TEXT PASSAGE
So this post is for #thebestbits week on The Adoption Social and I'll be linking up (like old times) to Memory Box.

Last week I took Mini to the theatre for a special Mummy/Mini date for his first ever musical - Joseph and His Amazing Technicolour Dreamcoat to be precise.
He loves music, and I love Joseph, so when the opportunity came up to get tickets - good tickets at that - I jumped at it.
I was nervous I must admit, we were only a handful of rows from the front so it was going to be loud and I was concerned that it might be too much for him. He was nervous because he was sitting on an aisle seat and was worried people might knock him as they went past.

But...

We had a fantastic time. It wasn't the same as those times I saw it at the London Palladium as a child, but it was good nevertheless and Mini LOVED it. He has a great memory for song, and was singing them on the way home, and even whilst he brushed his teeth. (And that's another thing, he actually brushed his teeth without question or argument!).
His #bestbit? At the end, some of the cast came out into the audience and danced to the Joseph Megamix, and because Mini was sitting by the aisle, he got a high five from one of the brothers. He declared that he had the best seat in the house after that!

ACTIONS TO TAKE
a) In the theatre post, why was Mini nervous before the musical began?
b) Continue the post about Mini's first musical, starting after its final sentence.
The items have no connection to the theatre post.

(Natural language region descriptions)
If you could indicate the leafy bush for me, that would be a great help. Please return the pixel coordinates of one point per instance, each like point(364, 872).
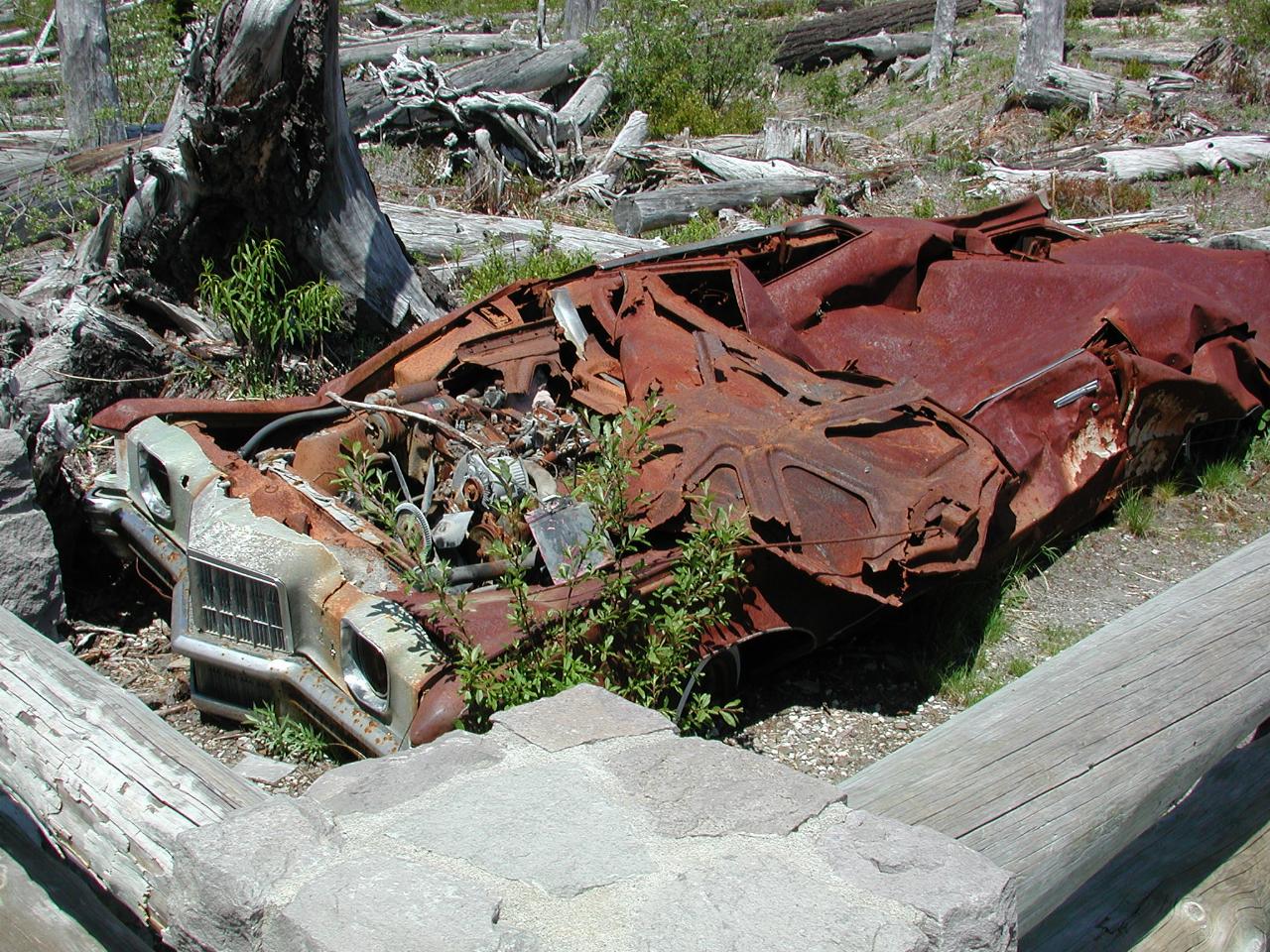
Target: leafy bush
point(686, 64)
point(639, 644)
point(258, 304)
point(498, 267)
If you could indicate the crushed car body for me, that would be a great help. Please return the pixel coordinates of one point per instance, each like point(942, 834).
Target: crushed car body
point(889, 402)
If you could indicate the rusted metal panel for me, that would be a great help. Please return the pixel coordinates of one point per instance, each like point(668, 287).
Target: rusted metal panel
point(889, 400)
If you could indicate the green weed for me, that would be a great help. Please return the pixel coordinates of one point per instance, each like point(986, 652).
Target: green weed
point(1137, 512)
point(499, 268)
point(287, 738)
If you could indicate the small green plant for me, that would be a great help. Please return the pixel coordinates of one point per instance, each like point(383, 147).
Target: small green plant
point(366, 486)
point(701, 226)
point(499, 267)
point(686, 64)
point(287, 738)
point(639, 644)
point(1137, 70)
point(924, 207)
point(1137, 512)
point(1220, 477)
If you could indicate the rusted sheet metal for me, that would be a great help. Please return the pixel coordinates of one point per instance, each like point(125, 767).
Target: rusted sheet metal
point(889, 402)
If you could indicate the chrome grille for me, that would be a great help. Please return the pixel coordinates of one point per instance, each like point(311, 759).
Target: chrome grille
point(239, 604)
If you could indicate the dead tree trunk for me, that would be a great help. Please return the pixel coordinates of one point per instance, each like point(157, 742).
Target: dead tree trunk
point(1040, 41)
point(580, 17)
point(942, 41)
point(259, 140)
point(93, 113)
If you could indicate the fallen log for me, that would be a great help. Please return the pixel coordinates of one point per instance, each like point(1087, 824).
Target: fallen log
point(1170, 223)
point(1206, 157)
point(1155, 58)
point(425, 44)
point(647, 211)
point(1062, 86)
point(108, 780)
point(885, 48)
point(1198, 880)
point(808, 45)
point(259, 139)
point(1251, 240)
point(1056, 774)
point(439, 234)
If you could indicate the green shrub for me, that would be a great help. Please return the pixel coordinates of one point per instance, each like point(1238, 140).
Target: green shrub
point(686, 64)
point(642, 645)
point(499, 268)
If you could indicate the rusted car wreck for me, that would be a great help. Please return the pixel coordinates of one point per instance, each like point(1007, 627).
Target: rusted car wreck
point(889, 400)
==
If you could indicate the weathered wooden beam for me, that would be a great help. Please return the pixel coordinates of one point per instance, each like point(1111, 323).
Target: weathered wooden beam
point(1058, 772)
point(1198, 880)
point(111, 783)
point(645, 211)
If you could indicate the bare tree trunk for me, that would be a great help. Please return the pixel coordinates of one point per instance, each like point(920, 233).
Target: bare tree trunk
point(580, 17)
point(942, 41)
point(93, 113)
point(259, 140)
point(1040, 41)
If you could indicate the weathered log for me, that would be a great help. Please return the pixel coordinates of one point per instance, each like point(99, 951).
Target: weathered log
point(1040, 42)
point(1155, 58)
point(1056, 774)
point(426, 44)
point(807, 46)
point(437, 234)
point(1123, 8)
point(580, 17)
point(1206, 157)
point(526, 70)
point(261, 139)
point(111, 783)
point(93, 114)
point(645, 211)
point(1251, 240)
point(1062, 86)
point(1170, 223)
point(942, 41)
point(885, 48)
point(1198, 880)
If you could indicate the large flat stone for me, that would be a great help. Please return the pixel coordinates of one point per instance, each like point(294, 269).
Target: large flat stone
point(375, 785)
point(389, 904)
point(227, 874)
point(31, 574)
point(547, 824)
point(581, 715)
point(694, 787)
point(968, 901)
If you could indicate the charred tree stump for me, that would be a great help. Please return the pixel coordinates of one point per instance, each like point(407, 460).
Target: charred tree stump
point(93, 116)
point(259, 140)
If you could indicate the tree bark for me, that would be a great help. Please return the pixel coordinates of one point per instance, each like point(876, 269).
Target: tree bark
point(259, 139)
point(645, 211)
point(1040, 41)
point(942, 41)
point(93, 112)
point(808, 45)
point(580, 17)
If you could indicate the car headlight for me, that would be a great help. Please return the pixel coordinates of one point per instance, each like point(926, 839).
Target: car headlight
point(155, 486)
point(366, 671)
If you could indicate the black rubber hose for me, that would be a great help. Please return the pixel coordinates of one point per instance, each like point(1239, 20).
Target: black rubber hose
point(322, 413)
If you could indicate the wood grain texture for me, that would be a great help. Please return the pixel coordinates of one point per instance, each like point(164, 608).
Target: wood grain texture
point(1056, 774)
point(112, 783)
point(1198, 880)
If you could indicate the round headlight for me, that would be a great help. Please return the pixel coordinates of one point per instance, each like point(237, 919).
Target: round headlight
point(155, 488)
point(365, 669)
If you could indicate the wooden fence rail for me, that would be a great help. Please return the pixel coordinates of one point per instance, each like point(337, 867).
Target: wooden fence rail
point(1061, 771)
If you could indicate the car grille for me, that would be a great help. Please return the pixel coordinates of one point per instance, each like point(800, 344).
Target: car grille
...
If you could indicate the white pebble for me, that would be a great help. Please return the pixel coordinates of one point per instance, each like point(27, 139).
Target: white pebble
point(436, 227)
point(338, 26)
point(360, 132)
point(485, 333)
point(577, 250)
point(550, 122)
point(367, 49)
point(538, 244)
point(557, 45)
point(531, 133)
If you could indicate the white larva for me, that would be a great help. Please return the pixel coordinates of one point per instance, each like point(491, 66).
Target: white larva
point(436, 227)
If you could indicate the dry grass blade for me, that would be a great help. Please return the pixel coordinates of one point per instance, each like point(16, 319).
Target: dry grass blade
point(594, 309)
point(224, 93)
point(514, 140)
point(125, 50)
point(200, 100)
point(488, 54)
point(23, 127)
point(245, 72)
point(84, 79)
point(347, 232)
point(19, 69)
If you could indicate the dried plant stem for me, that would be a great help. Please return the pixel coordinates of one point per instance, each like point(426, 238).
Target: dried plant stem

RESULTS BY TASK
a) He was sitting on an aisle seat and worried that people might knock him as they went past.

b)
Next time he wants to take Daddy, and he's definitely up for more theatre shows with Mummy too.

Friday, 5 June 2015

Homework: should he? shouldn't he?

So we're back into the swings of things now with school. Mini is still getting on well, although homework still proves to be a struggle...

I get how he feels, I really do. He doesn't want to do his homework because there are other fun things to do at home. He worries about doing certain homework - usually handwriting projects because he is ashamed of his handwriting and worries it will be wrong/unreadable. Sometimes he gets so stressed out that it makes me stressed out and I have to walk away...usually before I get cross, but sometimes after which isn't helpful. The thing is - he's capable, and with a little support from us and from school, he can do it - and very well at that.

I *know* a lot of the time the shame thing is the biggest factor. He really does worry about his writing, not helped by his substitute teacher telling him that his writing was too big, then ridiculously tiny and she couldn't read it, rather than giving him some practical help like lined paper! (Why do they still give them plain paper to write on? Surely lines would help keep it neat and the right size?!).

The trouble is, he's also an 8 year old boy, and so we go back to that 'all children do that' thing. Typically 8 year old boys don't enjoy doing their homework. And, as I said before, I understand why he feels like that too and I know there is an element of that with Mini. But this is the line that the teacher understands, this is an explanation that makes her feel comfortable, this is what she sees in lots of the boys in her class, and all the classes she's taught before that. She admits that not all 8 year old boys are like this, but because it's typical behaviour, she sees that over and above any other explanation.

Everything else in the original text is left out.